====== RECORDS FOR THE EXERCISE ======
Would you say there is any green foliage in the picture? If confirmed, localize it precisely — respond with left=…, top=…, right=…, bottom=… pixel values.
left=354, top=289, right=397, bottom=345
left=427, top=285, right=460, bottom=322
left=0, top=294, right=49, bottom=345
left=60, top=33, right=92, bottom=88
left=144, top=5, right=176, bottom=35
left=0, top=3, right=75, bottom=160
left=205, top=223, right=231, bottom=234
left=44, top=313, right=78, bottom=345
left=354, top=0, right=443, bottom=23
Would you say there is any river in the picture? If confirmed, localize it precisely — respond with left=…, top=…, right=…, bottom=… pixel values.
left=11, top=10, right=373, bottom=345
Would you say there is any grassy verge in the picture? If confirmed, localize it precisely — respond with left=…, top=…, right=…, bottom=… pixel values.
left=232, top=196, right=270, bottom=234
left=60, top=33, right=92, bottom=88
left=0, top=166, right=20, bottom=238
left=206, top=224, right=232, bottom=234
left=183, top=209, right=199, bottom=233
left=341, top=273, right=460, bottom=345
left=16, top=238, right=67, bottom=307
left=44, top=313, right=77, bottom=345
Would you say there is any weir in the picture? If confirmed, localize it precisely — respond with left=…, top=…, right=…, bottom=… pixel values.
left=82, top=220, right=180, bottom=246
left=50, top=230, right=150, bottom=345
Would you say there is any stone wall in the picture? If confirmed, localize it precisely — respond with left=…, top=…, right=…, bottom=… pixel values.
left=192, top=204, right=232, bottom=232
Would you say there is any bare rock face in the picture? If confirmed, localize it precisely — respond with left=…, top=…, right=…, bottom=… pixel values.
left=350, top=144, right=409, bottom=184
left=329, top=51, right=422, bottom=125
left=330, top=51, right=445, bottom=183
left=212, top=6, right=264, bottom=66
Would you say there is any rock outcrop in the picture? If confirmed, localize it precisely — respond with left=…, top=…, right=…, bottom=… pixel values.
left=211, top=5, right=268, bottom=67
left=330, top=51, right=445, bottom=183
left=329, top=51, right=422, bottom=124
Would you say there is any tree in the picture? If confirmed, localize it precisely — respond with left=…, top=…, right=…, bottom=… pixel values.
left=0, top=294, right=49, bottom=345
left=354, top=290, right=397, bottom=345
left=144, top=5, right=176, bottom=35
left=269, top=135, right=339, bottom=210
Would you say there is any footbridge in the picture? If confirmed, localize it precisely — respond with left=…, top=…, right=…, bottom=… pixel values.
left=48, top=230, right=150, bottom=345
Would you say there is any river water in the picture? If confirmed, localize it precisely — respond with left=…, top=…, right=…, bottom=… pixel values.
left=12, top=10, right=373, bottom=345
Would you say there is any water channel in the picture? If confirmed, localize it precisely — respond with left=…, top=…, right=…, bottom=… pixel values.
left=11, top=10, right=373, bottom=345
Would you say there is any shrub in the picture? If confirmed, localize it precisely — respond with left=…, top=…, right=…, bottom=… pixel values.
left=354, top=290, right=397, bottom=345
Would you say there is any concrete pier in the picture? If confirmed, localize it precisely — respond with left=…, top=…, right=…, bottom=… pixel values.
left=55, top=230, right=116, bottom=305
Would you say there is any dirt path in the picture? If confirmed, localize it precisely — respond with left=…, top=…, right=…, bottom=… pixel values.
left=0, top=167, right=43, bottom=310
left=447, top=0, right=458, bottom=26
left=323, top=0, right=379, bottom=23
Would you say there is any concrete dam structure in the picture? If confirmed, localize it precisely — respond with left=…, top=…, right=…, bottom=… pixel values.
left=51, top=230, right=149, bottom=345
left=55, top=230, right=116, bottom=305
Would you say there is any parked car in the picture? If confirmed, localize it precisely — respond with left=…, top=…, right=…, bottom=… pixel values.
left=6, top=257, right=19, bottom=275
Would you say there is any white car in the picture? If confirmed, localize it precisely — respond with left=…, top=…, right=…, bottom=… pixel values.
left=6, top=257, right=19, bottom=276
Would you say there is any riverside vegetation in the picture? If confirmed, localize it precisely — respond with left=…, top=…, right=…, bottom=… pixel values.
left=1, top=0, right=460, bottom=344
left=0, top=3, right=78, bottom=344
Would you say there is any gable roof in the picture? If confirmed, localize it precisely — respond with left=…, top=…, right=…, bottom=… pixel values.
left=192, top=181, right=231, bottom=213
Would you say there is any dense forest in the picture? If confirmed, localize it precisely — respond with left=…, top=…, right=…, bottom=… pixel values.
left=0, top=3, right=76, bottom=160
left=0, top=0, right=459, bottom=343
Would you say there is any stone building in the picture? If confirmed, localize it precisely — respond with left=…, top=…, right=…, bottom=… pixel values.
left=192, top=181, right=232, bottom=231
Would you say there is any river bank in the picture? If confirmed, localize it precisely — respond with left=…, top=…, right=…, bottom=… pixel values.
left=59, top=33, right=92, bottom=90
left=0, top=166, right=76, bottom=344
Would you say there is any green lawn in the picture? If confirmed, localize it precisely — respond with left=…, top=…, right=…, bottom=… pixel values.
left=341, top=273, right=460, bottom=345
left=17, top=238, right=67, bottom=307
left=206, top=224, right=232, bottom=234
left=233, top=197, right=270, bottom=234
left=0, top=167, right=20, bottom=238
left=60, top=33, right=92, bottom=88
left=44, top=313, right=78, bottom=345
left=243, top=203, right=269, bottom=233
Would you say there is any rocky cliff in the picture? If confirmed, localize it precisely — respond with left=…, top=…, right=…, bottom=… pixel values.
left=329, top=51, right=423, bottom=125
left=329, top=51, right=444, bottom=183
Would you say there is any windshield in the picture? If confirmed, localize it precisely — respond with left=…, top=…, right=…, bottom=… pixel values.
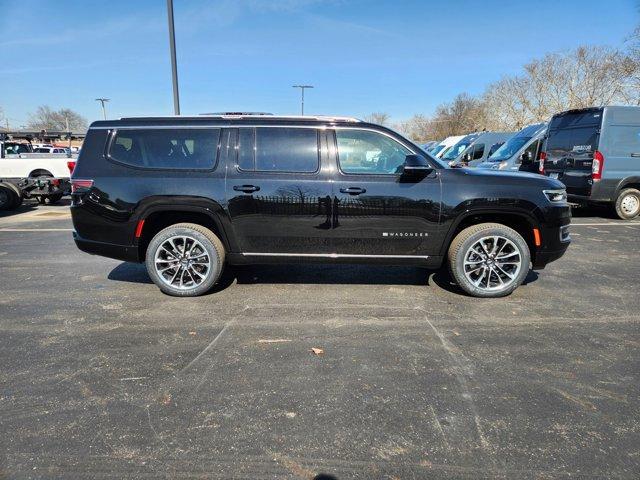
======
When you retype the material above, keep every word exact and drop the images.

RESULT FOR THIS EXERCISE -
Would you say there is any green foliage in the picture? If confirmed, localize it precisely — respond with left=…, top=…, right=…, bottom=… pixel values.
left=354, top=289, right=397, bottom=345
left=427, top=285, right=460, bottom=322
left=0, top=294, right=49, bottom=345
left=60, top=33, right=92, bottom=88
left=144, top=5, right=176, bottom=35
left=0, top=3, right=75, bottom=160
left=205, top=223, right=231, bottom=234
left=44, top=313, right=78, bottom=345
left=354, top=0, right=443, bottom=23
Would you say there is any river in the picture? If confirmed, localize it precisely — respond with left=…, top=…, right=…, bottom=… pixel values.
left=11, top=10, right=373, bottom=345
Would you say there is any grassy verge in the picture? If confirmed, localize it precisely — respond with left=…, top=…, right=…, bottom=… pixel values.
left=232, top=196, right=270, bottom=234
left=60, top=33, right=92, bottom=88
left=0, top=166, right=20, bottom=238
left=206, top=224, right=232, bottom=234
left=183, top=209, right=199, bottom=233
left=341, top=273, right=460, bottom=345
left=16, top=238, right=67, bottom=307
left=44, top=313, right=77, bottom=345
Would you say there is any weir in the picture? If confirmed, localize it precisely — respond with left=…, top=…, right=…, bottom=… pixel values.
left=82, top=220, right=180, bottom=246
left=50, top=230, right=150, bottom=345
Would you say there is any stone wall in the picture? If confirmed, localize it precisely — respond with left=…, top=…, right=…, bottom=… pixel values.
left=192, top=204, right=232, bottom=232
Would you say there is any bare rock face in the picture? If confirmed, localize it precisely — respond with left=…, top=…, right=…, bottom=… pixel values.
left=350, top=144, right=409, bottom=184
left=329, top=51, right=422, bottom=125
left=330, top=51, right=445, bottom=183
left=212, top=6, right=264, bottom=66
Would you say there is any rock outcrop in the picture? If confirmed, localize it precisely — respond with left=…, top=…, right=…, bottom=… pixel values.
left=211, top=5, right=268, bottom=67
left=330, top=51, right=445, bottom=183
left=329, top=51, right=422, bottom=124
Would you say there is any tree in the picture? If confirmed, localize it precisely — respond with left=…, top=…, right=…, bottom=… pixel values.
left=0, top=294, right=49, bottom=345
left=354, top=290, right=397, bottom=345
left=144, top=5, right=176, bottom=35
left=269, top=135, right=339, bottom=210
Would you say there is any footbridge in the picture? If confirmed, localize it precisely — respond with left=…, top=…, right=…, bottom=… pixel values.
left=48, top=230, right=150, bottom=345
Would you say there is any river water in the picture? If confirmed, localize it precisely — respond with left=…, top=…, right=…, bottom=… pixel values.
left=12, top=10, right=373, bottom=345
Would you say there is any water channel in the picture? If confirmed, localize it precisely — respond with left=…, top=…, right=…, bottom=… pixel values.
left=11, top=10, right=373, bottom=345
Would you say there is any shrub in the picture? If confirmed, localize it precisely — respond with left=…, top=…, right=…, bottom=… pixel values.
left=354, top=290, right=397, bottom=345
Would you say there is any concrete pier in the picture? If confirmed, localize it precisely — respond with left=…, top=…, right=…, bottom=… pixel values.
left=55, top=230, right=116, bottom=305
Would you say there is any dirt path in the picture? If confirmed, localize it precisely — respond with left=…, top=…, right=…, bottom=… pixel values.
left=0, top=167, right=43, bottom=310
left=447, top=0, right=458, bottom=26
left=323, top=0, right=379, bottom=23
Would you say there is any concrete dam structure in the picture? If confirmed, localize it precisely — respond with left=…, top=…, right=…, bottom=… pixel values.
left=51, top=230, right=149, bottom=345
left=55, top=230, right=116, bottom=305
Would you say there is any parked car in the picture? If confirmed, localize it precisely — respond with left=…, top=…, right=…, bottom=… pixel values.
left=6, top=257, right=19, bottom=275
Would you say there is any white car in the picture? If confirmed, localize it precisely — respond with left=…, top=…, right=…, bottom=… pixel values.
left=6, top=257, right=19, bottom=276
Would you say there is any riverside vegetation in the picture? If confirmed, localize it precisely — respond with left=…, top=…, right=…, bottom=… pixel values.
left=1, top=0, right=460, bottom=344
left=0, top=3, right=78, bottom=344
Would you say there is any gable roof in the picture? If confirmed, localize it precisely — respond with left=…, top=…, right=…, bottom=… pixel values.
left=192, top=181, right=231, bottom=213
Would you say there is any dense forest in the picture? If confirmed, localize it precisely — respond with left=…, top=…, right=…, bottom=… pixel values.
left=0, top=3, right=76, bottom=160
left=0, top=0, right=459, bottom=343
Would you say there is any stone building in the picture? If confirmed, localize it precisely — respond with left=…, top=…, right=…, bottom=… pixel values.
left=192, top=181, right=232, bottom=231
Would you say there is any river bank in the picture? If confirmed, localize it precisely — respond with left=…, top=…, right=…, bottom=… pixel values.
left=59, top=33, right=92, bottom=90
left=0, top=166, right=76, bottom=344
Would you say there is any green lawn in the picture? If confirmed, localize it precisely — respond with left=…, top=…, right=…, bottom=… pixel values.
left=341, top=273, right=460, bottom=345
left=17, top=238, right=67, bottom=307
left=206, top=224, right=232, bottom=234
left=233, top=197, right=270, bottom=234
left=0, top=167, right=20, bottom=238
left=60, top=33, right=92, bottom=88
left=44, top=313, right=78, bottom=345
left=243, top=203, right=269, bottom=233
Would you say there is any rocky cliff in the picture? If confirmed, localize it precisely — respond with left=…, top=…, right=…, bottom=… pixel values.
left=329, top=51, right=423, bottom=125
left=329, top=51, right=444, bottom=183
Would you say there is any windshield in the picture? If confirmed, localize it precisely — respond with left=…, top=…, right=…, bottom=… pixel values.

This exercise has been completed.